EXERCISE DIRECTIONS:
Render the part of the material that opens with the line containing "Mark each instance of the unopened" and runs through the end of the material as a JSON list of strings, one string per line with any blank lines left out. Include nothing from before that line.

============================================================

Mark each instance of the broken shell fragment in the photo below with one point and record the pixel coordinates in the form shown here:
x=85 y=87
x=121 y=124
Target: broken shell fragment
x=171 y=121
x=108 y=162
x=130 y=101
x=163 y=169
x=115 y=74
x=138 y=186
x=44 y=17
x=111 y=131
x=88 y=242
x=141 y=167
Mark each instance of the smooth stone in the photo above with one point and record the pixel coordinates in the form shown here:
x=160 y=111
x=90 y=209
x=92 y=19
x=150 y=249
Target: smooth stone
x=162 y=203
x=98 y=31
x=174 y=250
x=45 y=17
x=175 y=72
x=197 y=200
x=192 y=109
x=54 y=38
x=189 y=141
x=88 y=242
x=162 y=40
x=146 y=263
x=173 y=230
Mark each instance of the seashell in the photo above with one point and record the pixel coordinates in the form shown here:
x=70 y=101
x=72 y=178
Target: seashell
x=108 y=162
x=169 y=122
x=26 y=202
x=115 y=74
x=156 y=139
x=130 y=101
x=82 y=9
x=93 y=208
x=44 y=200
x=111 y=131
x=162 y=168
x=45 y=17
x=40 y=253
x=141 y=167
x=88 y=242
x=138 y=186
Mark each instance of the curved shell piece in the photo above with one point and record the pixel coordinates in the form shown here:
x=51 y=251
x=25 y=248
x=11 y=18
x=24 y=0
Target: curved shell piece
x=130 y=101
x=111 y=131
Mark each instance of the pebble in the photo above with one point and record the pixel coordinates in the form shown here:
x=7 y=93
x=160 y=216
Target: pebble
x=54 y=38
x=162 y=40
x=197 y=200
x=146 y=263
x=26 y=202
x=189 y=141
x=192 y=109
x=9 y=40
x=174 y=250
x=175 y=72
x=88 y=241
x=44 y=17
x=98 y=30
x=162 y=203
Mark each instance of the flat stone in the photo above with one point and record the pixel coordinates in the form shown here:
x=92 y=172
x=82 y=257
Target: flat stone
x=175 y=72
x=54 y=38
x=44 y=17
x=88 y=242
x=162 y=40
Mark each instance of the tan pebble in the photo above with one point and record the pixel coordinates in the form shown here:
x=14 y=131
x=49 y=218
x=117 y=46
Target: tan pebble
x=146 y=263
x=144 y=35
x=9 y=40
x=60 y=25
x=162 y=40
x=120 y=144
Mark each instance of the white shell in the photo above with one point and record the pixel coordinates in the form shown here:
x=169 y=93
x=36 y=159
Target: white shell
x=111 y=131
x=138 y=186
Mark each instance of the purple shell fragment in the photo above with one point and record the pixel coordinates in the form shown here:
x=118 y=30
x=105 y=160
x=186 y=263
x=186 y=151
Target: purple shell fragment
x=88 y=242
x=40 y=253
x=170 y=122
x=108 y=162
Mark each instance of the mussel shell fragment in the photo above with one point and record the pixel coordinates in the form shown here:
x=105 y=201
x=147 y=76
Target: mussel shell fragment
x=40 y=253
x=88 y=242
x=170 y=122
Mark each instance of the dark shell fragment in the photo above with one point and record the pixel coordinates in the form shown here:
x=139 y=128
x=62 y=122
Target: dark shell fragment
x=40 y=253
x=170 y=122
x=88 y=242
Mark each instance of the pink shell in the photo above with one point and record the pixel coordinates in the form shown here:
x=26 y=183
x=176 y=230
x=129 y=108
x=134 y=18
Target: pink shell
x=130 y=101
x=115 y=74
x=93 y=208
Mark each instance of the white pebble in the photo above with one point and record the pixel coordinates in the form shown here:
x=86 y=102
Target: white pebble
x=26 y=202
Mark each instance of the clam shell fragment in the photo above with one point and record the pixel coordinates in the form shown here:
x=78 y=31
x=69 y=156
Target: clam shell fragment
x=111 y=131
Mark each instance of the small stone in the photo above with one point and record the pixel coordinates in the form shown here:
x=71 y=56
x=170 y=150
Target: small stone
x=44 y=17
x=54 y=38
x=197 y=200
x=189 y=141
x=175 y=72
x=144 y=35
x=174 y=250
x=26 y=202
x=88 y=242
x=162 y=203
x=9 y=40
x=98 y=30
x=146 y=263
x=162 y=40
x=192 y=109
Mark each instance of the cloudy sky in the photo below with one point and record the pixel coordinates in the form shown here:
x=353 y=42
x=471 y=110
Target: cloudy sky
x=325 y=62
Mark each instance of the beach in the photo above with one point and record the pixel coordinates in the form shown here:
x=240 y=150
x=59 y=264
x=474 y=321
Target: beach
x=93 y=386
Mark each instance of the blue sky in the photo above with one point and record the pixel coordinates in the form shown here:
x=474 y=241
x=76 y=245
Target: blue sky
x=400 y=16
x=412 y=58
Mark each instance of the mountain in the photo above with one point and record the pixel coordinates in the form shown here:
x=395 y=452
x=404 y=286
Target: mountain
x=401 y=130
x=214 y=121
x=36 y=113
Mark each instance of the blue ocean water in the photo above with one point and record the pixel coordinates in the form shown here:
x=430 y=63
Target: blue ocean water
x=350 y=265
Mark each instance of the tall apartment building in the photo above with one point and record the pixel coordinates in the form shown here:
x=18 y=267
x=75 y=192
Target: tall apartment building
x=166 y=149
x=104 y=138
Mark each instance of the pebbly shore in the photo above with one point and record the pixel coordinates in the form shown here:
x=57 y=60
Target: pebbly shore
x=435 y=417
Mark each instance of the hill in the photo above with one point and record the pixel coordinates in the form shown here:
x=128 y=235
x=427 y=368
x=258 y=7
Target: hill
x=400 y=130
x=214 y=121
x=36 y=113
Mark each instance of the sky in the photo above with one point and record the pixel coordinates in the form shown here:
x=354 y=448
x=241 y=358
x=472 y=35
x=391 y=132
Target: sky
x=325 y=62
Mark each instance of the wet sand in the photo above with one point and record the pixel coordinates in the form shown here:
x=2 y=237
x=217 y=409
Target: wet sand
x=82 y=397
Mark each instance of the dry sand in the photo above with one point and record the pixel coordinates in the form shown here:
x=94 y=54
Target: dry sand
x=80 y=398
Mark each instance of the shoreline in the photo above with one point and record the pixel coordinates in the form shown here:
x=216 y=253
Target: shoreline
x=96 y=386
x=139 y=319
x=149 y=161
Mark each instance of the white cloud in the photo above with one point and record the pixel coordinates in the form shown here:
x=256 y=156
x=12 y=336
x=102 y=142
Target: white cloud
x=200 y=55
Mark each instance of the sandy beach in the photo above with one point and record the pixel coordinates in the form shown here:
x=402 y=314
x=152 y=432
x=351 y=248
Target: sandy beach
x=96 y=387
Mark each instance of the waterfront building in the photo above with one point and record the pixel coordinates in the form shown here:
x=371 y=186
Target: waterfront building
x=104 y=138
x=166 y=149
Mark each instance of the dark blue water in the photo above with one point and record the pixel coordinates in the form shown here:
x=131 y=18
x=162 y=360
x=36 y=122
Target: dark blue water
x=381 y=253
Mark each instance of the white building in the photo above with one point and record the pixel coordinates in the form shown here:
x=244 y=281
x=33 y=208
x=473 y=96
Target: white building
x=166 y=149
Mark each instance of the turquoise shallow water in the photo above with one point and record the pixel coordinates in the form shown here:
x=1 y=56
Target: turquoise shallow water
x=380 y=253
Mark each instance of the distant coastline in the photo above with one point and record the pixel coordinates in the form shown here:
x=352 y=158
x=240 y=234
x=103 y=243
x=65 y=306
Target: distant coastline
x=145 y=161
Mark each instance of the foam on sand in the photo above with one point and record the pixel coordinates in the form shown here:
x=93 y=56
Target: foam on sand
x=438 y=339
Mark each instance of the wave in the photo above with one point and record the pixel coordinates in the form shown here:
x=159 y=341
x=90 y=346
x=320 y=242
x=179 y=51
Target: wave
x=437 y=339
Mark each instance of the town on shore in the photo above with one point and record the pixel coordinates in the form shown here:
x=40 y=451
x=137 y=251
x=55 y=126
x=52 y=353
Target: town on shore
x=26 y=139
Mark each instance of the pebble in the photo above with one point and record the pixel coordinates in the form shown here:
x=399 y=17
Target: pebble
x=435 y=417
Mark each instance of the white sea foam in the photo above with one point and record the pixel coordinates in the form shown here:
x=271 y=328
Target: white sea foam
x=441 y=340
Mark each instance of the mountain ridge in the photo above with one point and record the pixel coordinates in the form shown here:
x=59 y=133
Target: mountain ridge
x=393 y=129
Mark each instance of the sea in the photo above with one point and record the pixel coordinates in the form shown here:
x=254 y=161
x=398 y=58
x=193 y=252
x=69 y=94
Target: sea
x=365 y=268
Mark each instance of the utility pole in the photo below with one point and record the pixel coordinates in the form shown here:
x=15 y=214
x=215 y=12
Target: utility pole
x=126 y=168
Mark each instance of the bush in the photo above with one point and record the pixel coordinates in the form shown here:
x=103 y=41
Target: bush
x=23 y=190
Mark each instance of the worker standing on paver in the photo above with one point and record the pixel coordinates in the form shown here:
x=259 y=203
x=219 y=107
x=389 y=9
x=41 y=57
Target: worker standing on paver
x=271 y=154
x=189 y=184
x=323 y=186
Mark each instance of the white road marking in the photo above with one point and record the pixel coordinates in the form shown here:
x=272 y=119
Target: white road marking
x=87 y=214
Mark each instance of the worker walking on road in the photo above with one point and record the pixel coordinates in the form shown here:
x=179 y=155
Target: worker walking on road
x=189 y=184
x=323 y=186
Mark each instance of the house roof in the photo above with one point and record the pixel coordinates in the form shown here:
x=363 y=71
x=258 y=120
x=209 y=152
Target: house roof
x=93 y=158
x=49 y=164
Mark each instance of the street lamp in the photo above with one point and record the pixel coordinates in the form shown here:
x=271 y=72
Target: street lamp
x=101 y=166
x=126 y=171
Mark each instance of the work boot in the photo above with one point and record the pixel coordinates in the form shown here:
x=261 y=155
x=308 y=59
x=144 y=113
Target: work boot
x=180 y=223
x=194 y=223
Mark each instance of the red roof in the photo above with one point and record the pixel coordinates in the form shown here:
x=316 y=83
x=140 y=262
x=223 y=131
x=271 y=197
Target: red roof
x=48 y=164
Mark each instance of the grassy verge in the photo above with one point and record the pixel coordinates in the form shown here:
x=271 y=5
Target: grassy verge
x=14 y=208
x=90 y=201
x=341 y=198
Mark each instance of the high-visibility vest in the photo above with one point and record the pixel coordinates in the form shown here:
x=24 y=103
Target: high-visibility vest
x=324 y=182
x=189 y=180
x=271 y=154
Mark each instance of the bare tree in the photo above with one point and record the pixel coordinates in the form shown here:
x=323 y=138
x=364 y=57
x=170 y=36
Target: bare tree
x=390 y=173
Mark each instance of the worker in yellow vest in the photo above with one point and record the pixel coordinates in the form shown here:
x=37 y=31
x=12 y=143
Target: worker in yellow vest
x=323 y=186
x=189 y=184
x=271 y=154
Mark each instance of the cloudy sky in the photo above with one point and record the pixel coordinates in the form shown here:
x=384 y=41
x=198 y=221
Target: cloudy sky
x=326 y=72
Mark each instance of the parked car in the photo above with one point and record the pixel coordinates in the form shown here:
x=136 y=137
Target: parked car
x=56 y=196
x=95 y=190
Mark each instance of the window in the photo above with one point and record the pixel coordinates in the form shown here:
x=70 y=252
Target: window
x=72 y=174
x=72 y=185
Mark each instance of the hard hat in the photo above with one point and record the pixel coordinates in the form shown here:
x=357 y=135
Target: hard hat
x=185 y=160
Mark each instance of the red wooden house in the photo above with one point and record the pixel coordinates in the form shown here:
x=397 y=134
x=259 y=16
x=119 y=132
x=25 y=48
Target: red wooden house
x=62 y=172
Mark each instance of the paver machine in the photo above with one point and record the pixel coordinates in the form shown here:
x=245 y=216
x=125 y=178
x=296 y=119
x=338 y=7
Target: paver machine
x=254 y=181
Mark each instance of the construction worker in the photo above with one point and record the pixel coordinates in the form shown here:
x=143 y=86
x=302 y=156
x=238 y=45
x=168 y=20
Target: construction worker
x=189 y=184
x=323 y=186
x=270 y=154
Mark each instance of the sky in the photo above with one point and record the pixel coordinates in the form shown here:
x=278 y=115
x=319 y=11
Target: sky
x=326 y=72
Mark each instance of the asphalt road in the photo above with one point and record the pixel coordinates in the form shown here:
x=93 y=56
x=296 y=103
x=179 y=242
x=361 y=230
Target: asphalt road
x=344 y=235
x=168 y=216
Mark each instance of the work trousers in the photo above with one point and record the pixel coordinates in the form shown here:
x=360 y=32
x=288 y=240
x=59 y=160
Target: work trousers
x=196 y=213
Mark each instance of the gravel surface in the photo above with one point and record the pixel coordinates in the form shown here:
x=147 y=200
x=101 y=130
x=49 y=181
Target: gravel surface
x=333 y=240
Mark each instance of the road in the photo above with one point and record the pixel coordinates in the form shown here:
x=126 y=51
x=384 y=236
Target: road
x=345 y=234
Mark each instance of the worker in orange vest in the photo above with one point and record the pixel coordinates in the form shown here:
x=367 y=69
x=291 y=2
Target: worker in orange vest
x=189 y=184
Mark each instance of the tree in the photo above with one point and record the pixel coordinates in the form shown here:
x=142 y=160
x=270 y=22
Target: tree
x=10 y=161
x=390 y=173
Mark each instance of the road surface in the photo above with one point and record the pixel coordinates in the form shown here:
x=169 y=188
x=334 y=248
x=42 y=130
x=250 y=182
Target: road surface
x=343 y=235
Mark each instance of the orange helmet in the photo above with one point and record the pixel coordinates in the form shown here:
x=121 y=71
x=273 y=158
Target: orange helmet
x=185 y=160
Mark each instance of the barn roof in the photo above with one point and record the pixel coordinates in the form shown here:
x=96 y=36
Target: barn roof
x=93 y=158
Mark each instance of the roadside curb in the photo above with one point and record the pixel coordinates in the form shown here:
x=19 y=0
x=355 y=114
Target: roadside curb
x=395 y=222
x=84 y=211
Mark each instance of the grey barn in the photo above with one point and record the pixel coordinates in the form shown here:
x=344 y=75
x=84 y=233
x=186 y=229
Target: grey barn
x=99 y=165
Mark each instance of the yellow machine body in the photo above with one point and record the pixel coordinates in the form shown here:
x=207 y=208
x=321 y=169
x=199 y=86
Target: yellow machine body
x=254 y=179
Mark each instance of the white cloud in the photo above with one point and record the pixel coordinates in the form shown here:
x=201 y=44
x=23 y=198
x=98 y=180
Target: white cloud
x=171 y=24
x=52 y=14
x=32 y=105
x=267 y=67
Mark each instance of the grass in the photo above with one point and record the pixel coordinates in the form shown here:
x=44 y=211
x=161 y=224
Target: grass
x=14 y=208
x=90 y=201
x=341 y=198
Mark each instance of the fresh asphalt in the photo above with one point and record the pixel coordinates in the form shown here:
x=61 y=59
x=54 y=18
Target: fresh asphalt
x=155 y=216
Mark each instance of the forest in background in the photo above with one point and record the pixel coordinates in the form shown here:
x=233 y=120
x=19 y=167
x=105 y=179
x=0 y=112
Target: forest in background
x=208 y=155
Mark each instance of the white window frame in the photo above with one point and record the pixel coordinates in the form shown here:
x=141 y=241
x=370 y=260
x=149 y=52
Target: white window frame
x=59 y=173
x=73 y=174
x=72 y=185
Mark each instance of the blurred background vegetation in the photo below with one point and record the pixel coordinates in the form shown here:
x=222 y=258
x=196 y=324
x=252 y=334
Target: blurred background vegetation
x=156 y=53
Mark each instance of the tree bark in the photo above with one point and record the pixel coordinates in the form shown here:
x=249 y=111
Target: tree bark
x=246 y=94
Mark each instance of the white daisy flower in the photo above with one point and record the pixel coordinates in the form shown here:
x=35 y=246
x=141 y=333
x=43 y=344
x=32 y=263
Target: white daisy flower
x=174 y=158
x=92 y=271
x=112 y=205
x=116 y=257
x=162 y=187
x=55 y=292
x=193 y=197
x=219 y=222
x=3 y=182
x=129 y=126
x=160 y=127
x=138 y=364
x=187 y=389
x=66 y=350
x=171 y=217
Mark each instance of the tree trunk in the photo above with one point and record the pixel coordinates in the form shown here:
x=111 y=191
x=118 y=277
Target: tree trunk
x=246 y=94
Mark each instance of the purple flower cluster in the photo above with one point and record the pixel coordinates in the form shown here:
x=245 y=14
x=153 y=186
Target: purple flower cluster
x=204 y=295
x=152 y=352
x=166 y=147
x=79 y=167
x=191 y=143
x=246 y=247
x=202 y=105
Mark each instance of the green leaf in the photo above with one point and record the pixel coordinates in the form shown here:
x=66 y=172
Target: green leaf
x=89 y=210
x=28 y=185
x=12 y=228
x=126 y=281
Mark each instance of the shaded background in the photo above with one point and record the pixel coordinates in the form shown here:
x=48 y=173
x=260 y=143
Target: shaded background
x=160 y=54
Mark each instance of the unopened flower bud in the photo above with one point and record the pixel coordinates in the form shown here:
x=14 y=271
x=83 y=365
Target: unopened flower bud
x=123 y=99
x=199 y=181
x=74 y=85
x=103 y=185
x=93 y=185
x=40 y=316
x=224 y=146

============================================================

SOLUTION:
[
  "Mark each instance of the unopened flower bud in the photo above with one point and record the pixel coordinates in the form shown here:",
  "x=14 y=271",
  "x=83 y=365",
  "Target: unopened flower bud",
  "x=123 y=99",
  "x=199 y=181",
  "x=74 y=85",
  "x=103 y=185",
  "x=93 y=185",
  "x=40 y=316",
  "x=224 y=146"
]